----- Extract provided -----

More recently, I have advanced to building an AI/NLP-based trading strategy, which has just yielded 23% returns across 96 trades in 2 months in a simulated trading environment. This represents a significant evolution in my work across both AI and trading, integrating multiple dimensions of financial analysis into a cohesive AI-driven trading model.
The Real Driver of Stock Prices: Supply & Demand
Stock prices are primarily dictated by supply and demand dynamics, not just technical patterns. While technical indicators reflect market behavior, they do not cause price movements. The true factors that drive prices are often linked to market sentiment, macroeconomic events, earnings reports, news catalysts, and institutional order flow.
This is why i believe that a more effective approach to gaining an edge in the market is to incorporate sentiment analysis—understanding how events, news, and economic shifts influence market participants' decisions to buy or sell. AI can be leveraged to analyze real-time news, social media sentiment, and economic indicators to anticipate shifts in supply and demand before they are reflected in price charts.
By integrating event-driven sentiment analysis with traditional quantitative strategies, AI-powered trading systems can move beyond lagging indicators and instead anticipate future price movements more effectively. This approach has the potential to unlock a far more powerful and predictive trading strategy.
Why Context Matters in Sentiment Analysis for Trading
As all AI practitioners know, context is a crucial component of sentiment analysis. Sentiment alone isn’t enough—understanding the broader context in which an event occurs is what truly determines its impact on market behavior.
For example, consider interest rate cuts by a central bank:
If rates are cut during a period of economic expansion it may be seen as bullish encouraging borrowing, corporate growth, and stock market rallies.
However, if rates are cut during an economic downturn, it might signal panic, suggesting that policymakers are worried about a financial crisis—leading to negative sentiment and market sell-offs.
This is where fundamental analysis becomes crucial.
The Role of Fundamental Analysis in Trading
Fundamental analysis provides the essential context needed to interpret sentiment correctly.
It gives us a backdrop for evaluating how news events, earnings reports, or economic policies might impact market sentiment.
Without it, sentiment analysis could misinterpret an event’s significance, leading to false trading signals.
The Path to a True Trading Edge
To develop a robust AI-driven trading strategy, we must integrate three key components:
1️⃣Fundamental Analysis → Provides context about a company’s financial health and valuation.
2️⃣Sentiment Analysis → Evaluates how news and macroeconomic events influence investor sentiment.
3️⃣Technical Analysis → Identifies price trends and patterns for trade execution.

----- Extracted entries -----

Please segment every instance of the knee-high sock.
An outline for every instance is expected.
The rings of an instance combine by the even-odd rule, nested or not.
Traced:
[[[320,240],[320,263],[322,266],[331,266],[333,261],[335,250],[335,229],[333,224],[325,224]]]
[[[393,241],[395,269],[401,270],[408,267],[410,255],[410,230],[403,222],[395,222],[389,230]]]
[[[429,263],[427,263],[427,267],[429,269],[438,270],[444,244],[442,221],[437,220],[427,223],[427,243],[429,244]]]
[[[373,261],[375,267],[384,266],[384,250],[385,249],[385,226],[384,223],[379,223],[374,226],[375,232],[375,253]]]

-----
----- Extracted entries -----

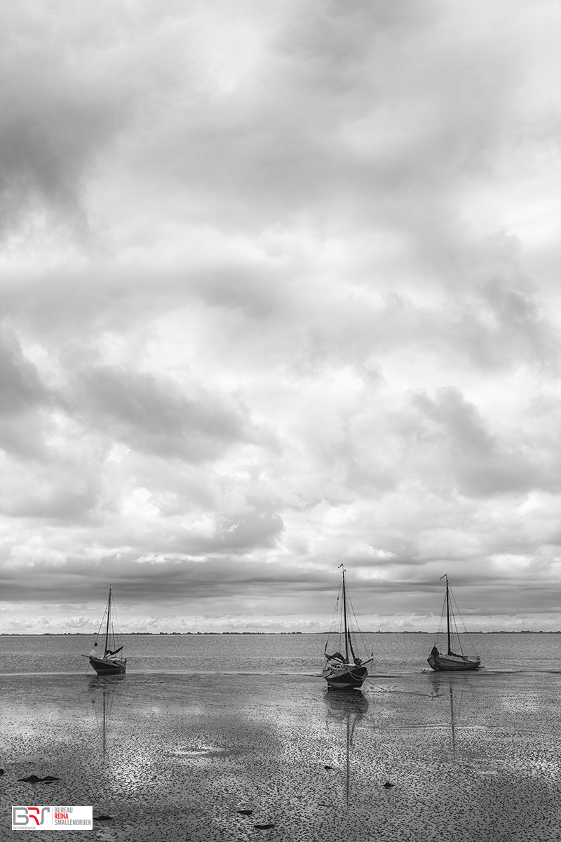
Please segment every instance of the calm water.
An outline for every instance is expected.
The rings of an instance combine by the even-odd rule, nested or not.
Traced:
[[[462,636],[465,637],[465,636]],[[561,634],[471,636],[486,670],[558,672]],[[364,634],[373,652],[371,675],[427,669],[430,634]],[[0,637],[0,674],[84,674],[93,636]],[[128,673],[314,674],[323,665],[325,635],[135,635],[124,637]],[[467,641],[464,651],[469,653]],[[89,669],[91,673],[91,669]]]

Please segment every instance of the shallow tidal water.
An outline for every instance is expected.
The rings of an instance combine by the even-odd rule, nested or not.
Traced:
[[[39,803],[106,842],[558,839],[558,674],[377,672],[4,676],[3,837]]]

-----

Given exercise:
Answer these questions about the excerpt on AI trading:
1. What results did the simulated trading strategy produce, and over what period?
2. What might an interest rate cut during an economic downturn signal?
3. Which of the three key components identifies price trends and patterns for trade execution?

Exercise response:
1. It yielded 23% returns across 96 trades in 2 months.
2. It might signal panic, suggesting that policymakers are worried about a financial crisis.
3. Technical Analysis.